On that morning, the emperor’s decree was carried out. Men, women, and children were taken into custody and imprisoned; all of their property—houses, shops, ships, land—was confiscated. In Constantinople, the Venetian captives very soon filled up the prisons, and monasteries were pressed into service.2
This gave Manuel over ten thousand hostages to hold against future Venetian aggression. But Doge Vitale Michiel, apoplectic with fury, declared war anyway. The Venetians spent four months building a special war fleet to retaliate, and then set sail for Byzantine territory. The first city they came to was Chalcis, the largest city on the Greek island of Euboea. They laid siege to the city; the Byzantine governor there, alarmed by the size of the fleet and unwilling to act as a sacrifice to the quarrel, offered to play mediator with Manuel if the Venetians would lift the siege.3
Mindful of all those hostages, the Doge—who was leading the fleet in person—agreed. He chose two of his men to accompany the Byzantine officials to Manuel’s court, and the Venetians removed themselves to the island of Chios, where they settled in and waited for the negotiations to proceed.
Even though he was feeding all of his Venetian prisoners at his own expense, Manuel decided to play the waiting game himself. When the ambassadors from Venice arrived, he explained that he couldn’t see them yet, but that another embassy would certainly receive his full attention. The ambassadors went back to Chios, then back to Constantinople again. All of the back-and-forthing took time; and although this could have backfired on Manuel, luck was on his side. The Venetian camp at Chios was struck with plague; one contemporary report says that more than a thousand people died in the first few days of sickness.

.....

JOBS:
A – Summarize the account of Manuel and the Venetians in two sentences.
B – In the account of Manuel and the Venetians, what was the first city the Venetian fleet came to?
C – Rewrite the account of Manuel and the Venetians from "Even though he" to "days of sickness.", swapping "ambassadors" for "envoys".

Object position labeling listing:
.....

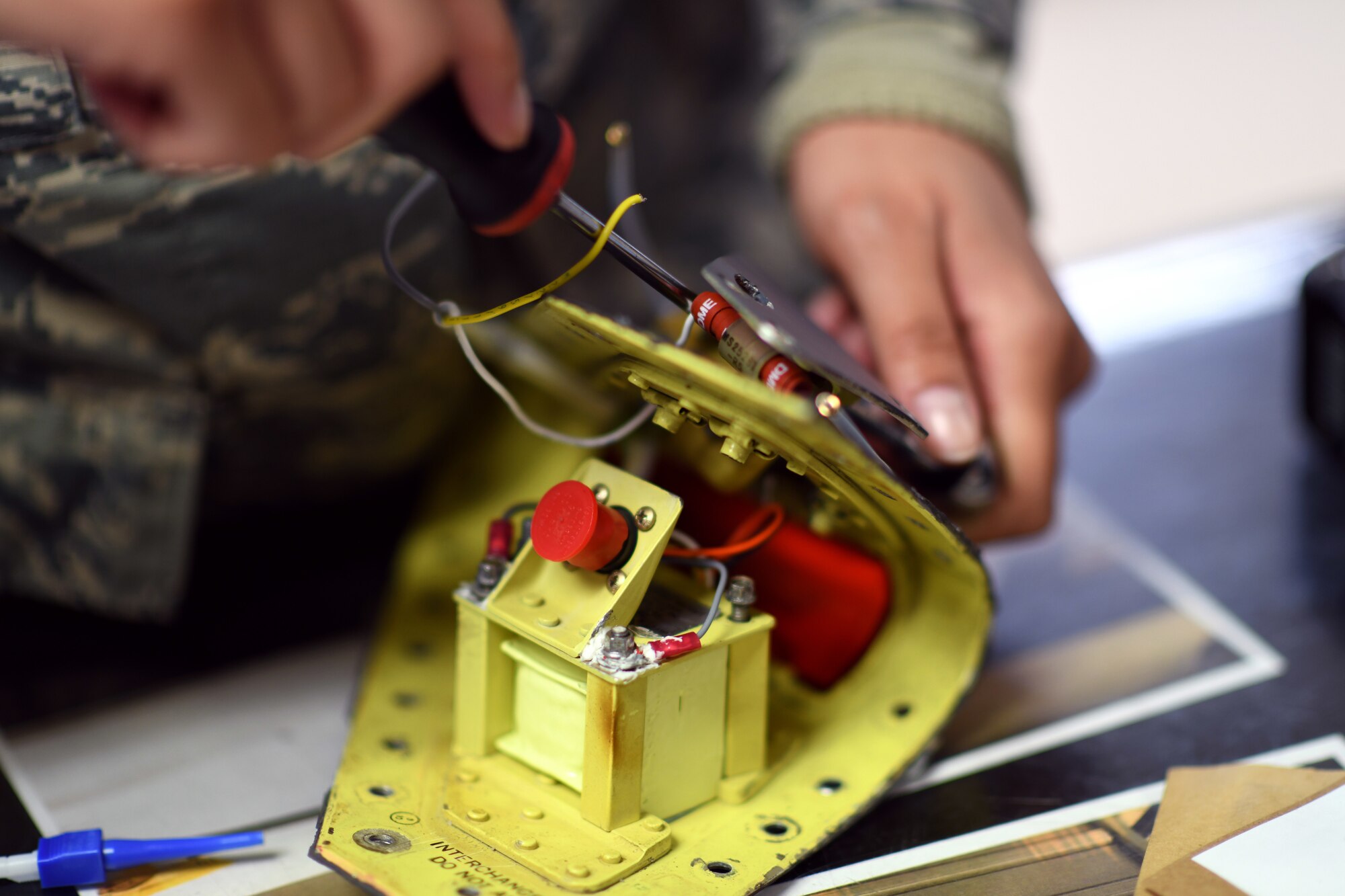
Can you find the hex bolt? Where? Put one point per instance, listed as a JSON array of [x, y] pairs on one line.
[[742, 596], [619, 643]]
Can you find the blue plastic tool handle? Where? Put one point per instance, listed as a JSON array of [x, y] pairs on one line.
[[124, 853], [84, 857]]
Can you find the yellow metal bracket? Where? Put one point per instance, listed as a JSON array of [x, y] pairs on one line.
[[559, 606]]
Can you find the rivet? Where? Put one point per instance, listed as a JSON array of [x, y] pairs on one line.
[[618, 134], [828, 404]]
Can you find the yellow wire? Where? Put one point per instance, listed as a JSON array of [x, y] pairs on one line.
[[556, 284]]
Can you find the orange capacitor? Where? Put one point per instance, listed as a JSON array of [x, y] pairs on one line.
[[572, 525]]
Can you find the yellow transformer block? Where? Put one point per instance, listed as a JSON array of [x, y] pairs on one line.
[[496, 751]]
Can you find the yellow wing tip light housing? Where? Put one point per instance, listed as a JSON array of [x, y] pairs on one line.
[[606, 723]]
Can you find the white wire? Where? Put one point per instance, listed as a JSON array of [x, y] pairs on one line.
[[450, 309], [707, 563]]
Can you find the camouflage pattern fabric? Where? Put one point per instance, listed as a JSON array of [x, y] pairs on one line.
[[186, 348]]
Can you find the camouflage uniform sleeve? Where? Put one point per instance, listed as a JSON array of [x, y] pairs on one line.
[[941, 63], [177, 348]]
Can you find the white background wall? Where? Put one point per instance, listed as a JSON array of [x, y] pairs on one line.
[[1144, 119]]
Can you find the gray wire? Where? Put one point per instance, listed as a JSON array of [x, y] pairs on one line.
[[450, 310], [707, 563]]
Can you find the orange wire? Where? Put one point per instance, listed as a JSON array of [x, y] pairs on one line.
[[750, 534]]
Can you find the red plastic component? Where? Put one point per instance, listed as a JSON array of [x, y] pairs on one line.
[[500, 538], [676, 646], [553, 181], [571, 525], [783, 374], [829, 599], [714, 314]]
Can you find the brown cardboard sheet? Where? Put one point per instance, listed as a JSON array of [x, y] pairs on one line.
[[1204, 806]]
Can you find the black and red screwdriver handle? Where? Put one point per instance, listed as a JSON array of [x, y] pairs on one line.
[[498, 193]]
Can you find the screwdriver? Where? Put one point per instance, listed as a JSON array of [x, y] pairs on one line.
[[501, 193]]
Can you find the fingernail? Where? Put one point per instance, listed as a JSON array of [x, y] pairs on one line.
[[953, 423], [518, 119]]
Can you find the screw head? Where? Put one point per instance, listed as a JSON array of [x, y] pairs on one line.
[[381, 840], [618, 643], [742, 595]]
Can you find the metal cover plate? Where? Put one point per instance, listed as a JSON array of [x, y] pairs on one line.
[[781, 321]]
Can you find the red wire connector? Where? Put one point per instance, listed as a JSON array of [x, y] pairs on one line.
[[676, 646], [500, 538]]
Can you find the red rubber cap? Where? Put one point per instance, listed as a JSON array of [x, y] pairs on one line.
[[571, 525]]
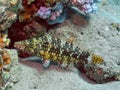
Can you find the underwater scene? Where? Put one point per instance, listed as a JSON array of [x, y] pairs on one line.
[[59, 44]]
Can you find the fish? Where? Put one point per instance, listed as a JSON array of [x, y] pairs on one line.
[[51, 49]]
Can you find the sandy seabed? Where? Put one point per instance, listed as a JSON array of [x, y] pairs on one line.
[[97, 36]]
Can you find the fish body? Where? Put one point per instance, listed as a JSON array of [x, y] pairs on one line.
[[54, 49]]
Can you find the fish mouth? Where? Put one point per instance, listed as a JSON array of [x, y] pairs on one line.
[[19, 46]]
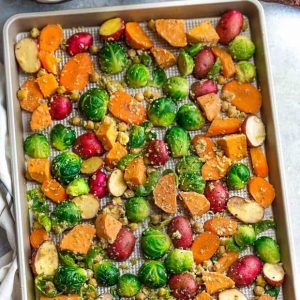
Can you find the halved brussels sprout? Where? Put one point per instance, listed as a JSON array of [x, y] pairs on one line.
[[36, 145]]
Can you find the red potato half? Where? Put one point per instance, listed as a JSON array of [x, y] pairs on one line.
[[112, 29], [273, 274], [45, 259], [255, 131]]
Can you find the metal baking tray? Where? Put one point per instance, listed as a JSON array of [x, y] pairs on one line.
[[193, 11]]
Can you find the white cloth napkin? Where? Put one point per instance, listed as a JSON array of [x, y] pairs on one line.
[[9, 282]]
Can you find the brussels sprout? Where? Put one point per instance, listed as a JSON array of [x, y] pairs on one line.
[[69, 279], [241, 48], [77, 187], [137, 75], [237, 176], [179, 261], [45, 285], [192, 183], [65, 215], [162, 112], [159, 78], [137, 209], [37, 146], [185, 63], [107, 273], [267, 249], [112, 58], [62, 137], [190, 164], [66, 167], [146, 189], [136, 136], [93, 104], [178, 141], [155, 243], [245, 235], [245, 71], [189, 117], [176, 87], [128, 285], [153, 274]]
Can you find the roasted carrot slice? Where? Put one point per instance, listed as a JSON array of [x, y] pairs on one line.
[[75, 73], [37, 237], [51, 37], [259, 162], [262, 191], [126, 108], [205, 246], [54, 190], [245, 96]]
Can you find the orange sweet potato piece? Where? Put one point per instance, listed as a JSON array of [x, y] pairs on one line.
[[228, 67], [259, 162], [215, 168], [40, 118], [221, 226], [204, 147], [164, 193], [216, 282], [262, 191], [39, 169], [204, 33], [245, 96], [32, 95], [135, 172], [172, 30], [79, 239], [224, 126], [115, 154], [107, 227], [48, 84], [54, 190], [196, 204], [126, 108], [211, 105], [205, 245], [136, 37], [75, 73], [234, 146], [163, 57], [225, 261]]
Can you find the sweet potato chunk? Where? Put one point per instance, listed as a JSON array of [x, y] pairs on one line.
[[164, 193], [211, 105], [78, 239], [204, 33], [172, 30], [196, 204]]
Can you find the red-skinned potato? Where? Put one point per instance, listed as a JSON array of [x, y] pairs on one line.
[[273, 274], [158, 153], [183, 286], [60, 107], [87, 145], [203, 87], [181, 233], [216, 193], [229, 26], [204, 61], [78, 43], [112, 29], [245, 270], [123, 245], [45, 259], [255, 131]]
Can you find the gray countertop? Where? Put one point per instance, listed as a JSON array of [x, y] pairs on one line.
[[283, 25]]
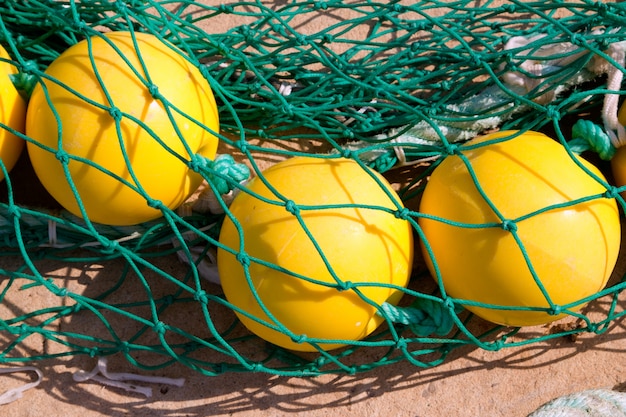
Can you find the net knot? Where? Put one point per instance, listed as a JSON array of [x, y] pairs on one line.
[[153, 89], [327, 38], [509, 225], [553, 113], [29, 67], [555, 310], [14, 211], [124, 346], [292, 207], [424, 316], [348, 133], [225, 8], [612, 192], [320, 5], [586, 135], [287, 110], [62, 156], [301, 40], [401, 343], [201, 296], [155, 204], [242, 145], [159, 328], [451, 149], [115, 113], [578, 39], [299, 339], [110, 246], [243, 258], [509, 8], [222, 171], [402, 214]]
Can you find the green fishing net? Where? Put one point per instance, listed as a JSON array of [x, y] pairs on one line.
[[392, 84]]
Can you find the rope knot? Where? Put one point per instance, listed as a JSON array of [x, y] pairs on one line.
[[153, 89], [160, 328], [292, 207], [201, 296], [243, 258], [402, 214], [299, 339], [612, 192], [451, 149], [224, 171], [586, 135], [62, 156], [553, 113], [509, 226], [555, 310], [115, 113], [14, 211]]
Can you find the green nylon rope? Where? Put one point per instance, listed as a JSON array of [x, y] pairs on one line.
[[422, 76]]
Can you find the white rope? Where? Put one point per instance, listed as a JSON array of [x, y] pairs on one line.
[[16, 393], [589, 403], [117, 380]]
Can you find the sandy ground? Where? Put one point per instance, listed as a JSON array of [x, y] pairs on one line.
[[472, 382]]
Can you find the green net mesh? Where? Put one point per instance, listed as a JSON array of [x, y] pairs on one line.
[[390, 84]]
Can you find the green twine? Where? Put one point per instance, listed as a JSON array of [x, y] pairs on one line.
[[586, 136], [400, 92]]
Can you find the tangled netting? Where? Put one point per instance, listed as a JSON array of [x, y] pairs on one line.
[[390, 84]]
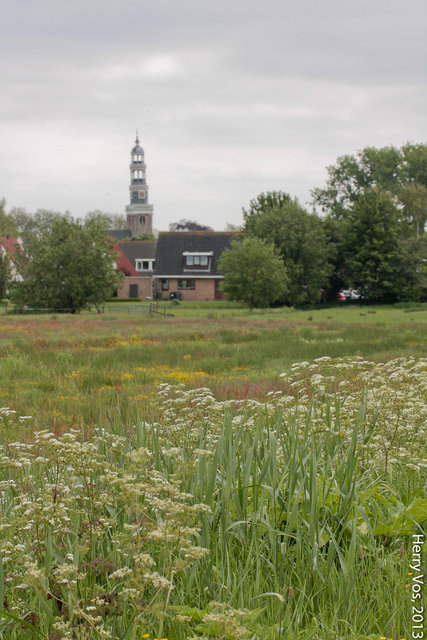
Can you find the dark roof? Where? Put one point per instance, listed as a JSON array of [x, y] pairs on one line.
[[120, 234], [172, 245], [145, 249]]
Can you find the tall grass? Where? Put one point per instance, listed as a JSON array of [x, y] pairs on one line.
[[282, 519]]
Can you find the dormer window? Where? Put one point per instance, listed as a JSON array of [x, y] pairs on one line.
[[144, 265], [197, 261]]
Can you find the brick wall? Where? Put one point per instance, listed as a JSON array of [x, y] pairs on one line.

.....

RESULTS OF THE TASKS:
A – After Emperor Manuel had Venetian men, women, and children imprisoned and their property confiscated, Doge Vitale Michiel declared war and led a fleet to besiege Chalcis, where the Byzantine governor offered to mediate with Manuel if the siege was lifted. The Doge agreed and waited on Chios while Manuel put off the Venetian ambassadors, and the camp there was struck with plague.

B – Chalcis, the largest city on the Greek island of Euboea.

C –
Even though he was feeding all of his Venetian prisoners at his own expense, Manuel decided to play the waiting game himself. When the envoys from Venice arrived, he explained that he couldn’t see them yet, but that another embassy would certainly receive his full attention. The envoys went back to Chios, then back to Constantinople again. All of the back-and-forthing took time; and although this could have backfired on Manuel, luck was on his side. The Venetian camp at Chios was struck with plague; one contemporary report says that more than a thousand people died in the first few days of sickness.